- _原文_:
20人近い弁護士が所属する事務所で一番の新人だ
20人近い弁護士が所属する事務所で一番の新人だ (撮影・高橋奈緒〈写真映像部〉)

■根を詰めすぎて体はふらふらに

 そこで、1科目200分から300分の解説授業の教材を1科目丸2、3日かけてノートにほぼ書き写した。これで根を詰めすぎたのか、ストレスのせいか体調が悪くなり、二回試験前日の今年3月22日に軽いふらふら状態になった。

 翌日から土日を挟んで5日間5科目(検察、民事弁護、民事裁判、刑事弁護、刑事裁判の順)の試験が始まる。

 1科目は午前10時20分から午後5時45分までの7時間25分である。合計37時間5分。司法試験の4日間19時間55分よりずっと長い。二回試験では、長いもので約100ページある記録を読んで答案構成をし、論文を書き上げなければならない。

 ふらふらで思考力、体力が持つか心配になって病院に行ったら、点滴をしてくれた。そのおかげか体調はかなり回復し、翌日司法研修所に乗り込むことができ、1科目が終わるたびに疲れて家路についたものの、薬を飲みながら長丁場を乗り切った。

- _取り組む課題_:
[1] 二回試験の体験記によると、二回試験の1科目の試験時間は何時間何分か。
[2] 二回試験の体験記の「翌日から土日を挟んで5日間5」から「みながら長丁場を乗り切った。」までを、そのまま書き写すこと。
記録はここでは使わない。

- _データセットの内容_:
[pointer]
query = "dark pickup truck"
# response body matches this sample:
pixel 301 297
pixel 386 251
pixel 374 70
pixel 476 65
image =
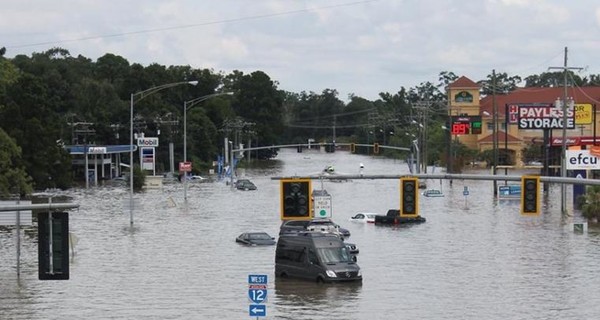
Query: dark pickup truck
pixel 393 217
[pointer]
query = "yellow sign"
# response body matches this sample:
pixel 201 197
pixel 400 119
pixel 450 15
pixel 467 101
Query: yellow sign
pixel 583 113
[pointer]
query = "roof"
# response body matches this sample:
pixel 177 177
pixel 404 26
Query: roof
pixel 502 137
pixel 463 82
pixel 538 95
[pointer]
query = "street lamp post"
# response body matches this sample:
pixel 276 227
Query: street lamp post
pixel 188 105
pixel 141 95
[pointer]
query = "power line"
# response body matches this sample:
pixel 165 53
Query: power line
pixel 146 31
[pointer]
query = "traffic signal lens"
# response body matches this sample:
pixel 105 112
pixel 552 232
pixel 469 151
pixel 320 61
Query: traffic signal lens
pixel 530 199
pixel 409 197
pixel 295 199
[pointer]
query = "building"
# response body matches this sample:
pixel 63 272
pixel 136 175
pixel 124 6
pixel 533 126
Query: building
pixel 524 116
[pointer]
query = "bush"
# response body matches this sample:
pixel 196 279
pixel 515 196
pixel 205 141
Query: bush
pixel 590 209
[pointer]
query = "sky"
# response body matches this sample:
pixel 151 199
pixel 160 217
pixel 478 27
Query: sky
pixel 359 48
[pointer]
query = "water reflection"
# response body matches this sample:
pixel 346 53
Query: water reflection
pixel 298 299
pixel 474 258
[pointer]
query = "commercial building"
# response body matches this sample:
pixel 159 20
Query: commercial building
pixel 523 117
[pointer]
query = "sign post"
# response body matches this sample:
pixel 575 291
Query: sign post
pixel 185 167
pixel 322 206
pixel 257 293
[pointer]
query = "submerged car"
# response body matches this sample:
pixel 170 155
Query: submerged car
pixel 255 239
pixel 364 217
pixel 322 225
pixel 316 256
pixel 245 184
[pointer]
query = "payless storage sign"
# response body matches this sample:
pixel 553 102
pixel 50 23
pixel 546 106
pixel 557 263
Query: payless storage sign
pixel 544 116
pixel 582 160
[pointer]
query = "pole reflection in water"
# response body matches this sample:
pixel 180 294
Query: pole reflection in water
pixel 182 261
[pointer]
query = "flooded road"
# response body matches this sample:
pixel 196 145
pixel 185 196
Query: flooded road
pixel 472 259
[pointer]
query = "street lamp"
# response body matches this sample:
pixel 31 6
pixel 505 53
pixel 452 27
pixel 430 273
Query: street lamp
pixel 141 95
pixel 186 106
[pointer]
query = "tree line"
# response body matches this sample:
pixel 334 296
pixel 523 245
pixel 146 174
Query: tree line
pixel 51 99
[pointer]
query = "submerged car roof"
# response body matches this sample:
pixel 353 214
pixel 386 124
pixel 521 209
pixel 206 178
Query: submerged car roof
pixel 319 239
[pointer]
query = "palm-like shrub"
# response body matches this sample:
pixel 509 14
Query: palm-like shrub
pixel 591 208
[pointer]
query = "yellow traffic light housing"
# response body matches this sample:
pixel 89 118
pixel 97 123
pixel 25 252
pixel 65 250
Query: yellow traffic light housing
pixel 295 200
pixel 409 197
pixel 530 195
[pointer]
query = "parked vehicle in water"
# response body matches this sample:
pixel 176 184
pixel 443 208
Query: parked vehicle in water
pixel 255 239
pixel 393 217
pixel 322 225
pixel 317 256
pixel 245 184
pixel 364 217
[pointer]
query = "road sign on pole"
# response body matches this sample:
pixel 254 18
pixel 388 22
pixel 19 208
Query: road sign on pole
pixel 257 310
pixel 257 295
pixel 322 206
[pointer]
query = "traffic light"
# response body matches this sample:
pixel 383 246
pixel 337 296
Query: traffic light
pixel 53 246
pixel 409 197
pixel 530 195
pixel 295 199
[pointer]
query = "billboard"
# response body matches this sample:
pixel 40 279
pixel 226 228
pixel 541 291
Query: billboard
pixel 582 160
pixel 543 116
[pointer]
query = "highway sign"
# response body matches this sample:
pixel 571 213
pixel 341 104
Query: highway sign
pixel 511 191
pixel 257 295
pixel 257 310
pixel 185 166
pixel 257 279
pixel 322 206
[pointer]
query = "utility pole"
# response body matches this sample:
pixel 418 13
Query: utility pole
pixel 495 129
pixel 563 156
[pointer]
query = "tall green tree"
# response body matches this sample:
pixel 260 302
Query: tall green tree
pixel 13 178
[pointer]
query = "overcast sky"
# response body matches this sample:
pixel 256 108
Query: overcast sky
pixel 355 47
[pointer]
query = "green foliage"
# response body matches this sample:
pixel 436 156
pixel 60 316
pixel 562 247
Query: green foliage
pixel 591 208
pixel 43 96
pixel 13 178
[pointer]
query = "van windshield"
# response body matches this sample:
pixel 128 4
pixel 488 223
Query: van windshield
pixel 334 255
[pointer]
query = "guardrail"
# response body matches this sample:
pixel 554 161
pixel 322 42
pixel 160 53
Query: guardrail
pixel 446 177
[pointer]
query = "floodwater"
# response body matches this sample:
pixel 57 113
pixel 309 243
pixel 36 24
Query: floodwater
pixel 473 258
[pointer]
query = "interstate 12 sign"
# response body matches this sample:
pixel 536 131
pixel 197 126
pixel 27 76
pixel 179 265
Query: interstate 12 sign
pixel 322 206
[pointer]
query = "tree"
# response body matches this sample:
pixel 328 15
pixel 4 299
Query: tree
pixel 553 79
pixel 591 206
pixel 504 84
pixel 13 178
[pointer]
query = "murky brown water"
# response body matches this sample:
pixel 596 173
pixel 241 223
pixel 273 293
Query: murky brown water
pixel 472 259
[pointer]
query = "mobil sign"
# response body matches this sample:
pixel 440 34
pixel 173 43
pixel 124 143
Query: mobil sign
pixel 148 142
pixel 582 160
pixel 544 116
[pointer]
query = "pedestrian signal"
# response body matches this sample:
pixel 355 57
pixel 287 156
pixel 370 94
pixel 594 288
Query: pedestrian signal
pixel 530 195
pixel 409 197
pixel 53 245
pixel 295 199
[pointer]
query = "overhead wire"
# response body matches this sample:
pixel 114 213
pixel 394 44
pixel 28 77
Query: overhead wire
pixel 187 26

- _解答_:
[1] 7時間25分。

[2]
翌日から土日を挟んで5日間5科目(検察、民事弁護、民事裁判、刑事弁護、刑事裁判の順)の試験が始まる。

 1科目は午前10時20分から午後5時45分までの7時間25分である。合計37時間5分。司法試験の4日間19時間55分よりずっと長い。二回試験では、長いもので約100ページある記録を読んで答案構成をし、論文を書き上げなければならない。

 ふらふらで思考力、体力が持つか心配になって病院に行ったら、点滴をしてくれた。そのおかげか体調はかなり回復し、翌日司法研修所に乗り込むことができ、1科目が終わるたびに疲れて家路についたものの、薬を飲みながら長丁場を乗り切った。